_Action item_.
Could you copy every record exactly as it appears?

_Exercise data_.
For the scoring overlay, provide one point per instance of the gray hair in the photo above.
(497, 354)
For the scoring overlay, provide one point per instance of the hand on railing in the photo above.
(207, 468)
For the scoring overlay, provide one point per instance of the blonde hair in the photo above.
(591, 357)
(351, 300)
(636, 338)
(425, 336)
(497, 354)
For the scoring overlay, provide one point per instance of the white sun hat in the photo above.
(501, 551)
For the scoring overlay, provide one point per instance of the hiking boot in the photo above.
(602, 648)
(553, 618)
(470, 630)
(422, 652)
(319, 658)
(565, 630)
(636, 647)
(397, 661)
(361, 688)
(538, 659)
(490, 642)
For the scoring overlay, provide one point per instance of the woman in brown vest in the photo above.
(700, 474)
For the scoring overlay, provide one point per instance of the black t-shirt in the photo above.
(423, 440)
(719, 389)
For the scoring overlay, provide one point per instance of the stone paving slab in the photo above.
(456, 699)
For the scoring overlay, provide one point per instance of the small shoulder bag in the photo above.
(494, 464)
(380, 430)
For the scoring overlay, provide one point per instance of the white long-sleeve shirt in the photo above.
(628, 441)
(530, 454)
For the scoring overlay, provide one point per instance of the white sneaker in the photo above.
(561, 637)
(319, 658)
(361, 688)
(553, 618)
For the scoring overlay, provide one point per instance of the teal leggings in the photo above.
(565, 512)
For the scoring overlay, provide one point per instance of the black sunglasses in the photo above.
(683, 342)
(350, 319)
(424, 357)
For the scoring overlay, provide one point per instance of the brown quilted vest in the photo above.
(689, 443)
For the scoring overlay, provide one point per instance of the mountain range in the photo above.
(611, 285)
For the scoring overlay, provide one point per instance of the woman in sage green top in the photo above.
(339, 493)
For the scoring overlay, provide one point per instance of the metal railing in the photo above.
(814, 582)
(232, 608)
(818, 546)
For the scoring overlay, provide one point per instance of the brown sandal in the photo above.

_Answer box_.
For the scoring overlay, provide one point per instance of the gray hair in the photo above.
(497, 354)
For the scoring overlay, provide one point per instance of the hand on railing in the photo above.
(207, 468)
For the scoring overlay, provide one point per instance of the blonde hair in the photo above.
(591, 357)
(351, 300)
(636, 338)
(425, 336)
(497, 354)
For the scoring overlay, provide one point per instance of the white sun hat in the photo above.
(501, 551)
For the scoring overlay, provide one point per instance of the hiking boot in the photo above.
(602, 648)
(553, 618)
(470, 630)
(422, 652)
(319, 658)
(565, 630)
(636, 647)
(397, 661)
(361, 688)
(538, 659)
(490, 642)
For the scoring overlay, provide one point per instance of the woman in brown vest in the photo above.
(700, 474)
For the scoring overlay, provide one point per instance of the black t-shirt in the photo above.
(423, 440)
(719, 389)
For the scoring overlay, provide one point per instance of the stone paving slab in the photo above.
(456, 699)
For the scoring overlay, provide one point per instance of the small shoulder bag in the photo above.
(494, 464)
(380, 430)
For the scoring overlay, provide one point per instance of the white long-sleeve shirt in the photo above.
(628, 441)
(530, 454)
For the scoring overlay, provide one point per instance of the white sneaker in the photo above.
(561, 637)
(319, 658)
(361, 688)
(553, 618)
For the scoring overlay, provide one point per instance of the teal leggings in the photo above.
(565, 512)
For the scoring overlay, provide one point per instance of the black sunglasses in the photo above.
(683, 342)
(350, 319)
(424, 357)
For the scoring overlay, provide one point per instance of the brown quilted vest in the photo above.
(689, 443)
For the scoring overlay, provide one point per instance of the mountain range in the photo above.
(611, 285)
For the scoring overlay, provide one point per instance of the woman in sage green top in the photo above.
(339, 493)
For the scoring overlay, provide one point per instance of the metal railing in the photo above.
(814, 582)
(232, 608)
(818, 546)
For the scoring overlay, provide one point per instance of the brown sandal in the photo above.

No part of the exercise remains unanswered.